**To do**
Your job is to return every line in the data holding the string "laid".

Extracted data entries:

↓

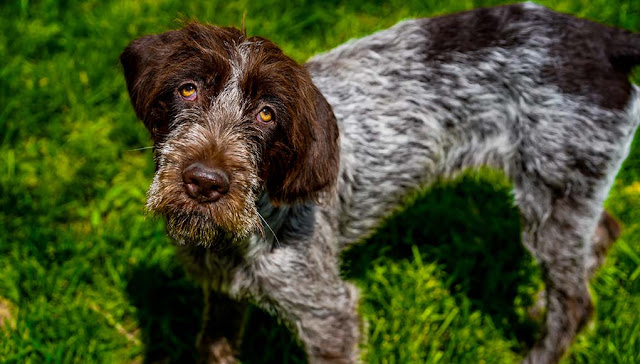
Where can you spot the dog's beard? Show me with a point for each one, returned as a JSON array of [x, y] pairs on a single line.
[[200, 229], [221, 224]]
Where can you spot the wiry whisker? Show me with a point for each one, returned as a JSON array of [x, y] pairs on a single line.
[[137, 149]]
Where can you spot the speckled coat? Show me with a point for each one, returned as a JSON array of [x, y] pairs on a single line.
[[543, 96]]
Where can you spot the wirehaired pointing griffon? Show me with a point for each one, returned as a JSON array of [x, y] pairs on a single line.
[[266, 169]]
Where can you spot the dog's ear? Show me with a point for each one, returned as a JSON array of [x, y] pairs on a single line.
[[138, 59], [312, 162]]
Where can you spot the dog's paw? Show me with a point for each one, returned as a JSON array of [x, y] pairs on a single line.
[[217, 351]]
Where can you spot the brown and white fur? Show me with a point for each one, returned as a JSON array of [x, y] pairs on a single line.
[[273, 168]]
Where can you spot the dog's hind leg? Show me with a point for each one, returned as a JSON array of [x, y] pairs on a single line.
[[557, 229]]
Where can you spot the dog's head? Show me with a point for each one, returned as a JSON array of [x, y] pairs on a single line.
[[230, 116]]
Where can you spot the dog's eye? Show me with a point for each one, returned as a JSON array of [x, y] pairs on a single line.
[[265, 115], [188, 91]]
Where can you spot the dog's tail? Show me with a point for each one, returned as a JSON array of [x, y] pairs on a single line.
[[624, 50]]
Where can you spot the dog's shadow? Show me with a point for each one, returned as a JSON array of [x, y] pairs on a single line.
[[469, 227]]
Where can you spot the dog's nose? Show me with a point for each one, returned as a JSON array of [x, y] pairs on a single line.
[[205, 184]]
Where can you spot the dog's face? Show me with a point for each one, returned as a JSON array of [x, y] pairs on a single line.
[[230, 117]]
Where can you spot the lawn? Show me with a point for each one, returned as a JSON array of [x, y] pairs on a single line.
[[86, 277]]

↑
↓

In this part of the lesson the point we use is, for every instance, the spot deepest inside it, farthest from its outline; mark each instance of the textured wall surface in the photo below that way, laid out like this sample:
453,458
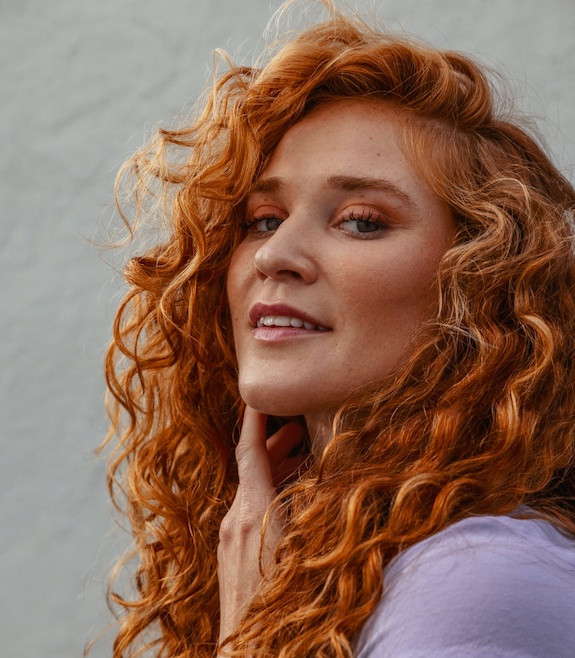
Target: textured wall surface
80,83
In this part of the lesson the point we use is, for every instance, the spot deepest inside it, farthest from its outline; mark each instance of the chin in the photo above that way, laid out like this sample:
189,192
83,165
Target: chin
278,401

↑

**Written response**
In this part of the lesson the point we use is, for every instance, the spot deepest inside it, farthest from its outline; mark each instance of the textured wall surface in the photo below that way, laid out like this sample:
In this part of the lesson the point we use is, for every instance, the spot deepest inside it, farthest from its outline; mark each instance of the chin in the photo above that way, laid out like this sample:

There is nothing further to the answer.